### WRITTEN INSTRUCTION
Rename "keypoint" to "marker" in the items from the start through the line containing "[(318, 157), (497, 142)]", and write those lines out again with nothing else changed. Leave the pictures out.

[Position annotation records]
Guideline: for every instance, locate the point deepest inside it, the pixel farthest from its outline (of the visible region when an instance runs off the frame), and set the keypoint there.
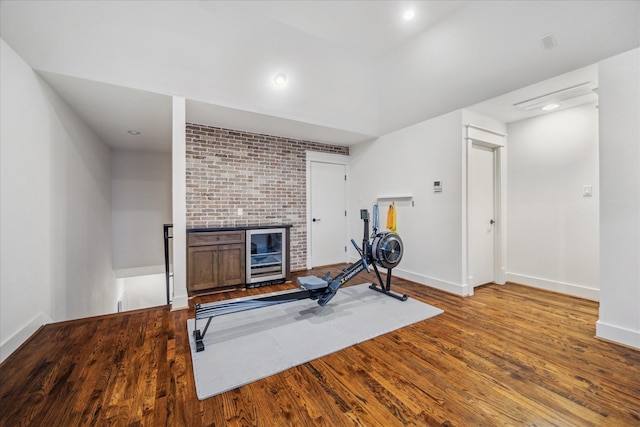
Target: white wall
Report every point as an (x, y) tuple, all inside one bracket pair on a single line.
[(141, 201), (553, 229), (619, 101), (179, 202), (407, 162), (56, 209)]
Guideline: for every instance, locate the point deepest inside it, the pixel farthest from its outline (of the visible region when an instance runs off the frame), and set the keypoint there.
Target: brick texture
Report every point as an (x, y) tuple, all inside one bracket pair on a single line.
[(262, 174)]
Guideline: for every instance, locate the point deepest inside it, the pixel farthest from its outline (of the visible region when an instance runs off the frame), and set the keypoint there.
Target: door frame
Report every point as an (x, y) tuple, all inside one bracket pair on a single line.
[(318, 157), (497, 142)]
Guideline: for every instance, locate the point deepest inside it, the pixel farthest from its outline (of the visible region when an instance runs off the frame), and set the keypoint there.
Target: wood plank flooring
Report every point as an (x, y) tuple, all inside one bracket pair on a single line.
[(510, 355)]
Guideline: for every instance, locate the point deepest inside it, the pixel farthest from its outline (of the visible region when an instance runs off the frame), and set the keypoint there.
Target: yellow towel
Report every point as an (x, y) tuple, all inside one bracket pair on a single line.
[(391, 218)]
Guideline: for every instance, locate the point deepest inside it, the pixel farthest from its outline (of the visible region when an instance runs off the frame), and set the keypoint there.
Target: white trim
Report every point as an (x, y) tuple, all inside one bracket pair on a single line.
[(618, 334), (572, 289), (432, 282), (12, 343), (318, 157), (497, 142)]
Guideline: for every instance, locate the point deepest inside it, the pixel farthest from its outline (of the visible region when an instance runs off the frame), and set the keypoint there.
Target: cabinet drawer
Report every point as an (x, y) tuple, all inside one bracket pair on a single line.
[(215, 238)]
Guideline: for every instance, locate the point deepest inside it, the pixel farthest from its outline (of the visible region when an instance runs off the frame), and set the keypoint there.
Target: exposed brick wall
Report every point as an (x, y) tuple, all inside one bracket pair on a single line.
[(262, 174)]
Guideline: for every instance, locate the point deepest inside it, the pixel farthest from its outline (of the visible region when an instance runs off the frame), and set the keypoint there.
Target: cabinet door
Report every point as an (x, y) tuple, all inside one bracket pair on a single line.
[(231, 265), (202, 271)]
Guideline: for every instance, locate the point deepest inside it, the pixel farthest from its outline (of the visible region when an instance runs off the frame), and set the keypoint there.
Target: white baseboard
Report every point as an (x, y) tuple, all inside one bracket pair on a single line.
[(443, 285), (618, 334), (14, 341), (555, 286)]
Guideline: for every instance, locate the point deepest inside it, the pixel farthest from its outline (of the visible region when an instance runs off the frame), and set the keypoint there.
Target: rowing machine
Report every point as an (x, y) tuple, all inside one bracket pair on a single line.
[(385, 250)]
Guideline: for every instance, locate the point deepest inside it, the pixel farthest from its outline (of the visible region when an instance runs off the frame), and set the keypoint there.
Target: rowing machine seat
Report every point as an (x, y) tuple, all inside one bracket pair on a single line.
[(312, 282)]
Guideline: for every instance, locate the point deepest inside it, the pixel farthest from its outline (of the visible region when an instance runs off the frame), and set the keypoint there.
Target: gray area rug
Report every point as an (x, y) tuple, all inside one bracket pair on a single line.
[(244, 347)]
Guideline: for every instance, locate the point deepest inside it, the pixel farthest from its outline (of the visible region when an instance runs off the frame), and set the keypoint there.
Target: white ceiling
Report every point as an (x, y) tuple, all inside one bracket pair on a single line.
[(355, 69)]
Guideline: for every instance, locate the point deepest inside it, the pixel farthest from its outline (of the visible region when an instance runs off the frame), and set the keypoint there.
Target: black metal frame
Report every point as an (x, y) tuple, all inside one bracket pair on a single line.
[(323, 294)]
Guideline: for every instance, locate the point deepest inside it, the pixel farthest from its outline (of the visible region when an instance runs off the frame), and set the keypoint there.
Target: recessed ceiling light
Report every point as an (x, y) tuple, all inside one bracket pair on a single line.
[(280, 79), (550, 107), (409, 14)]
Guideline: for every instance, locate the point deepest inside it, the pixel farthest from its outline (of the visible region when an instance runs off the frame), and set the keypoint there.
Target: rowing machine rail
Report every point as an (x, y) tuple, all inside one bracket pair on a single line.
[(385, 251)]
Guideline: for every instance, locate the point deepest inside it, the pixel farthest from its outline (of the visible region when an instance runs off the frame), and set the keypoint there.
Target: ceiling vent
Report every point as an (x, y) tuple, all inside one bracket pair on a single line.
[(556, 97), (548, 41)]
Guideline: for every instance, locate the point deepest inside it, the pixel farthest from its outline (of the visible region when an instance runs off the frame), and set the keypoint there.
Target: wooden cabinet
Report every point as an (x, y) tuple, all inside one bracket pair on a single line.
[(215, 259)]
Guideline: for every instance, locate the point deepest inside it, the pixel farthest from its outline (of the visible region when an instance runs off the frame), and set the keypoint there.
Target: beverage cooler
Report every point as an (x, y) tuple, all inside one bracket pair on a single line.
[(266, 256)]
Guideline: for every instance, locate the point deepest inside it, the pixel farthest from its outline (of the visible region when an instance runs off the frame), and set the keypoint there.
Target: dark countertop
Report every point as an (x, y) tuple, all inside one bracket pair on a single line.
[(245, 227)]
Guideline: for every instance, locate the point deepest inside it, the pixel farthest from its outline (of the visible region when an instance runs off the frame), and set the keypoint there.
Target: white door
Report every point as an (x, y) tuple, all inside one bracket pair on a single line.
[(481, 215), (327, 213)]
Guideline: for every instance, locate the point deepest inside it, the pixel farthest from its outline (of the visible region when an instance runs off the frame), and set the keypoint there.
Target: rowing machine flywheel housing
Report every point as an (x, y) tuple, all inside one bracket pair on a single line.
[(387, 249)]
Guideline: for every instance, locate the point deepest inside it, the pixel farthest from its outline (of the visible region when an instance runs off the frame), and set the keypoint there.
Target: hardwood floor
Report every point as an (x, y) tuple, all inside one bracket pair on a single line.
[(510, 355)]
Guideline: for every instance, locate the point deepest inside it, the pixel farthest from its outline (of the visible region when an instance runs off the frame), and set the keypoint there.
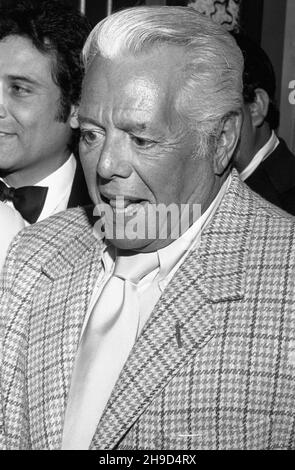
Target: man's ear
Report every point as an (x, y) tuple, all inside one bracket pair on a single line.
[(227, 141), (259, 107), (74, 117)]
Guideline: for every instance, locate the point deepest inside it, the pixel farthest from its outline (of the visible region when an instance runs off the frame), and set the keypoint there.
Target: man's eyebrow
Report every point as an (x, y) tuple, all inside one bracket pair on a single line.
[(26, 79), (129, 127)]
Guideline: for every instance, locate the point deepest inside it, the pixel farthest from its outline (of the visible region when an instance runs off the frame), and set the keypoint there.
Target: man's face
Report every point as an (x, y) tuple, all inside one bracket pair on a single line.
[(32, 142), (135, 145)]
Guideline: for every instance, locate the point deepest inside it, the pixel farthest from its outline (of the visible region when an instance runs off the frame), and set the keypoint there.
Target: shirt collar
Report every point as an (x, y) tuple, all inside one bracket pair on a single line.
[(59, 185), (260, 156)]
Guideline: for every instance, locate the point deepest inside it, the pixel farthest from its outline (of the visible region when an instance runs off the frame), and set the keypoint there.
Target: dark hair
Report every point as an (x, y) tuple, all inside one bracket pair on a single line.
[(55, 28), (258, 73)]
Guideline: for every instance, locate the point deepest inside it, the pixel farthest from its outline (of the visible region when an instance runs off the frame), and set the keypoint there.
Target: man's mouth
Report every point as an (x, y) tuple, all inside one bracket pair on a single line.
[(127, 206), (6, 134)]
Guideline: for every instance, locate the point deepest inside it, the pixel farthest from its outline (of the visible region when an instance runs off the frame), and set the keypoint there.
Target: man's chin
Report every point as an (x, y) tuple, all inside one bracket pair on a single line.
[(132, 245)]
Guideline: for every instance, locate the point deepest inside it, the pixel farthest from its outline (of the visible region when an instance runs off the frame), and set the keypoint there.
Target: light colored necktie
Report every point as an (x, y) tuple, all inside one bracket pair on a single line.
[(105, 345)]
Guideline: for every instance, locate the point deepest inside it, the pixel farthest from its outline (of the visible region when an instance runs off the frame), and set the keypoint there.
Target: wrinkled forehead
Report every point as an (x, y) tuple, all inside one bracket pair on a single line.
[(143, 80)]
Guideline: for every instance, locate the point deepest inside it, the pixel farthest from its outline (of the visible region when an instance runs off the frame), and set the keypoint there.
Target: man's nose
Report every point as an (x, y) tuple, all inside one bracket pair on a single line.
[(114, 160), (3, 112)]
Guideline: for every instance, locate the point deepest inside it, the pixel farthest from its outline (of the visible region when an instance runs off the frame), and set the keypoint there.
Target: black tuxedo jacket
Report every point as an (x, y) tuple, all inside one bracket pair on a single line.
[(79, 193), (274, 179)]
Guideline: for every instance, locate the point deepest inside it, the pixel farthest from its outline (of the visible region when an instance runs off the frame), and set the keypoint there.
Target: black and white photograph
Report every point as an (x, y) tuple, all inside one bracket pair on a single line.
[(147, 228)]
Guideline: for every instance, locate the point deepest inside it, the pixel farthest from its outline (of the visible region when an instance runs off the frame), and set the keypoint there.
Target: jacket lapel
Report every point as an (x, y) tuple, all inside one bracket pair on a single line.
[(64, 293), (182, 322)]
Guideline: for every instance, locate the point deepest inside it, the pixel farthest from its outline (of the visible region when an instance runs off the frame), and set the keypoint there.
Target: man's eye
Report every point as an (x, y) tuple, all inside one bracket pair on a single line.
[(89, 137), (141, 142), (20, 90)]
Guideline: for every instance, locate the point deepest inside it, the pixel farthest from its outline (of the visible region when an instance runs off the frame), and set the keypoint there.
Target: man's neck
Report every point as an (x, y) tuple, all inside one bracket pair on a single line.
[(262, 135)]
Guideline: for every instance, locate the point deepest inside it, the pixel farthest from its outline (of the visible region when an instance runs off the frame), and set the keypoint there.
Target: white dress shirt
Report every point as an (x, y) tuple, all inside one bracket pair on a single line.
[(260, 156), (11, 222), (153, 284), (59, 185)]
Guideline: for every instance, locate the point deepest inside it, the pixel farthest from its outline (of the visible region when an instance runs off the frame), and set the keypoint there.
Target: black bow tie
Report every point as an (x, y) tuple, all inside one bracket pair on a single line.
[(28, 200)]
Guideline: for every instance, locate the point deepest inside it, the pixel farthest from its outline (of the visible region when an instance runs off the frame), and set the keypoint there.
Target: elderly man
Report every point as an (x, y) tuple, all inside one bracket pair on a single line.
[(118, 337), (40, 86)]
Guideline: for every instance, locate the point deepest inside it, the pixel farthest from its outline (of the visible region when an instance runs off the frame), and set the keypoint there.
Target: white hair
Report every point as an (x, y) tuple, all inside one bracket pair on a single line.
[(212, 78)]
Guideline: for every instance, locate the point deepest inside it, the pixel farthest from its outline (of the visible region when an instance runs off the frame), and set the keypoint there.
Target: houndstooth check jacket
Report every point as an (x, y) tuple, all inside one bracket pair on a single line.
[(214, 367)]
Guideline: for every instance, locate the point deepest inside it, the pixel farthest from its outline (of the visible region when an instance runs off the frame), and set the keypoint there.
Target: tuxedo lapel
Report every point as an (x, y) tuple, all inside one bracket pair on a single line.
[(182, 321), (64, 292)]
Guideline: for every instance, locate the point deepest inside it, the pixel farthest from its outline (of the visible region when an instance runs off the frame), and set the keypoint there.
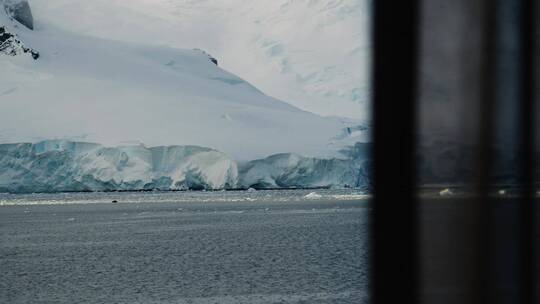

### RESPONSE TO THE TASK
Guideline: for every instance, locate the point deepest inside it, the pixel farthest from its outline (of the visible region when an instance runs off the frame), and set the marker there.
Target: white wall
Report every point as an (x, y) tuple, all inside one bracket pair on a single line.
[(141, 201), (553, 229), (619, 101), (179, 202), (407, 162), (56, 209)]
Guideline: for every instance, locate the point deepest inside it, the pixel farthest from its outline (of the visible region when an instance runs off the frame), and set the marker there.
Target: brick texture
Report every point as an (x, y) tuple, all inside one bracket pair on a single line.
[(262, 174)]
Guideline: for every instance, locate the point deepest inside it, the pixel farthest from its outline (of the visible region when an instance runs off the frame), and set the marker there.
Target: door frame
Report every point as an (x, y) tuple, all inside one bracket pair on a single line.
[(318, 157), (497, 142)]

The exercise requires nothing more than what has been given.